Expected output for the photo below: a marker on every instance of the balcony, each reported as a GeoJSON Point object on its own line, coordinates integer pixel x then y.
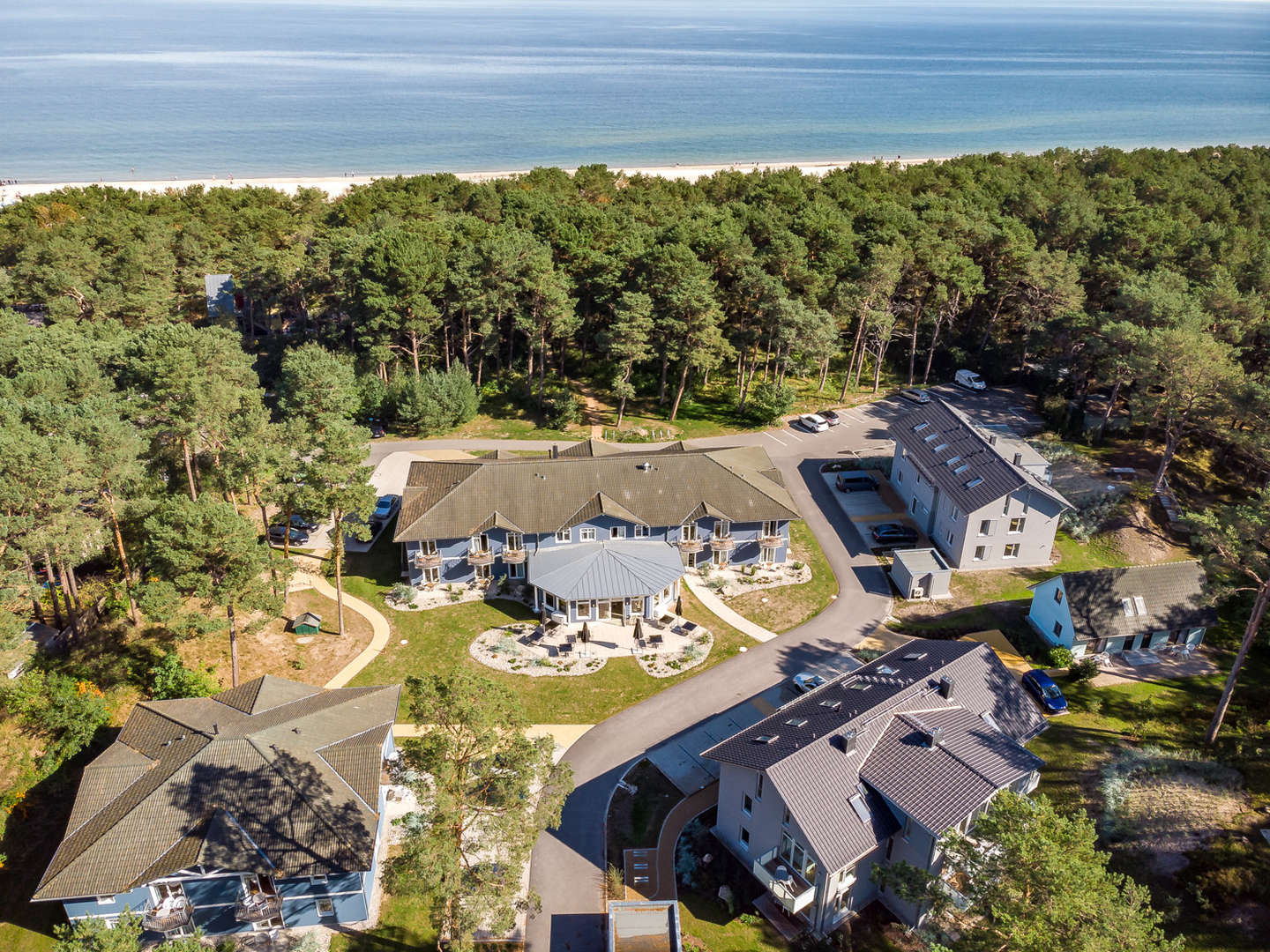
{"type": "Point", "coordinates": [790, 890]}
{"type": "Point", "coordinates": [257, 908]}
{"type": "Point", "coordinates": [168, 915]}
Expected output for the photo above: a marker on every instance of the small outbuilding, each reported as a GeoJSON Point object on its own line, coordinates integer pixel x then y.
{"type": "Point", "coordinates": [308, 623]}
{"type": "Point", "coordinates": [921, 573]}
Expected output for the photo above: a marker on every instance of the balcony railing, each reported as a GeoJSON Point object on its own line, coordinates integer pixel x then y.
{"type": "Point", "coordinates": [790, 890]}
{"type": "Point", "coordinates": [258, 908]}
{"type": "Point", "coordinates": [170, 914]}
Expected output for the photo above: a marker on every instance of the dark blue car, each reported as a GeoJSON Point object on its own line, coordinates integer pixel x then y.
{"type": "Point", "coordinates": [1042, 687]}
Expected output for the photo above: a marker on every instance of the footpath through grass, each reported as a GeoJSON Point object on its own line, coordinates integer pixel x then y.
{"type": "Point", "coordinates": [437, 640]}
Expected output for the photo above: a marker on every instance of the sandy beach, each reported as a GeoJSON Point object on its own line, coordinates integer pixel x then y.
{"type": "Point", "coordinates": [338, 184]}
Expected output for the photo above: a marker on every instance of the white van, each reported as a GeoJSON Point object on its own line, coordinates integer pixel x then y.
{"type": "Point", "coordinates": [970, 380]}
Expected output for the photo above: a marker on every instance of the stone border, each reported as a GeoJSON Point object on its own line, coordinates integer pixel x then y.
{"type": "Point", "coordinates": [484, 649]}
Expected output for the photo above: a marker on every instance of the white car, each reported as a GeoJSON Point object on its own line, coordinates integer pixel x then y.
{"type": "Point", "coordinates": [970, 380]}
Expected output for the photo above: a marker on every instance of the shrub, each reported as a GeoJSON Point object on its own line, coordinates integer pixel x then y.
{"type": "Point", "coordinates": [436, 400]}
{"type": "Point", "coordinates": [1059, 658]}
{"type": "Point", "coordinates": [768, 403]}
{"type": "Point", "coordinates": [1084, 669]}
{"type": "Point", "coordinates": [170, 678]}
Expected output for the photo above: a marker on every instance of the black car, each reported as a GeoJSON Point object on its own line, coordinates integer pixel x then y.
{"type": "Point", "coordinates": [893, 533]}
{"type": "Point", "coordinates": [279, 534]}
{"type": "Point", "coordinates": [305, 524]}
{"type": "Point", "coordinates": [856, 482]}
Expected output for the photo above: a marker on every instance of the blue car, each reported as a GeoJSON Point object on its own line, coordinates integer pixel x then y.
{"type": "Point", "coordinates": [1042, 687]}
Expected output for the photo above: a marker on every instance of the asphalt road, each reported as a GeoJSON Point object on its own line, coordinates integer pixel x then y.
{"type": "Point", "coordinates": [566, 868]}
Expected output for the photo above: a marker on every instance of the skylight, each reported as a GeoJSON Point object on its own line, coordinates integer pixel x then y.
{"type": "Point", "coordinates": [857, 804]}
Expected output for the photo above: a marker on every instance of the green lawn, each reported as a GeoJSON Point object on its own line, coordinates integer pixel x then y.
{"type": "Point", "coordinates": [403, 926]}
{"type": "Point", "coordinates": [438, 639]}
{"type": "Point", "coordinates": [788, 606]}
{"type": "Point", "coordinates": [1174, 715]}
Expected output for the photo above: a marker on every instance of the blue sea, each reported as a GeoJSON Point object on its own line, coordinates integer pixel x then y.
{"type": "Point", "coordinates": [161, 88]}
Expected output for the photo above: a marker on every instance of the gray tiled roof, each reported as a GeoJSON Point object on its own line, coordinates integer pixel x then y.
{"type": "Point", "coordinates": [817, 778]}
{"type": "Point", "coordinates": [940, 441]}
{"type": "Point", "coordinates": [621, 569]}
{"type": "Point", "coordinates": [456, 499]}
{"type": "Point", "coordinates": [193, 779]}
{"type": "Point", "coordinates": [1171, 591]}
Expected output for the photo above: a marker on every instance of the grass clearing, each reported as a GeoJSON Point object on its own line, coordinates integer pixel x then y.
{"type": "Point", "coordinates": [437, 640]}
{"type": "Point", "coordinates": [788, 606]}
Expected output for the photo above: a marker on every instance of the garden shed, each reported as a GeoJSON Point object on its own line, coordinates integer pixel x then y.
{"type": "Point", "coordinates": [308, 623]}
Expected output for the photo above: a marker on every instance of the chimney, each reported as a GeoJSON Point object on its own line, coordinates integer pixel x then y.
{"type": "Point", "coordinates": [846, 741]}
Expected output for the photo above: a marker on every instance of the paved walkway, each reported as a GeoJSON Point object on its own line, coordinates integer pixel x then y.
{"type": "Point", "coordinates": [719, 607]}
{"type": "Point", "coordinates": [380, 629]}
{"type": "Point", "coordinates": [684, 813]}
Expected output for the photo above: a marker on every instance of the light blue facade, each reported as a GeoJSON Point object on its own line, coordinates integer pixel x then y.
{"type": "Point", "coordinates": [213, 895]}
{"type": "Point", "coordinates": [447, 562]}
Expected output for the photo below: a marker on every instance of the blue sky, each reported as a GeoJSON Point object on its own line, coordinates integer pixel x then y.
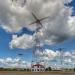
{"type": "Point", "coordinates": [6, 37]}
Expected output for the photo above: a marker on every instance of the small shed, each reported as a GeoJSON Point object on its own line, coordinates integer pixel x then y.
{"type": "Point", "coordinates": [37, 68]}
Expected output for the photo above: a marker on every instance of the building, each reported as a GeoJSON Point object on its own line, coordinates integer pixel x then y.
{"type": "Point", "coordinates": [37, 68]}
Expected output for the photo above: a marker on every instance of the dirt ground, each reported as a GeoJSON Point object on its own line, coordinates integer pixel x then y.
{"type": "Point", "coordinates": [29, 73]}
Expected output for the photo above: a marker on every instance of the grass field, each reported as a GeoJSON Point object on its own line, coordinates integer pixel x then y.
{"type": "Point", "coordinates": [29, 73]}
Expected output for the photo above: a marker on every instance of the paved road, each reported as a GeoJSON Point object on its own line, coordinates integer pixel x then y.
{"type": "Point", "coordinates": [45, 73]}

*What you need to do*. Rescale the records above, from the line containing "of the dirt" through the end of the records, and reproduce every one of those lines, requests included. Multiply each point coordinate in the answers by 1.95 and round to the nearest whole number, with halves rounded up.

*Exercise answer*.
Expected output for the photo above: a marker on every instance of the dirt ground, each reported as a GeoJSON Point object on its own line, coordinates integer pixel x then y.
{"type": "Point", "coordinates": [57, 142]}
Expected output for the photo above: a marker on every instance of the grass field, each reported as a GeoJSON Point object on its own line, coordinates integer pixel x then y.
{"type": "Point", "coordinates": [57, 142]}
Expected output for the photo above: a marker on every instance of the paved road, each reported as a GeoJSON Point object on its own line, coordinates integer pixel x then y.
{"type": "Point", "coordinates": [88, 142]}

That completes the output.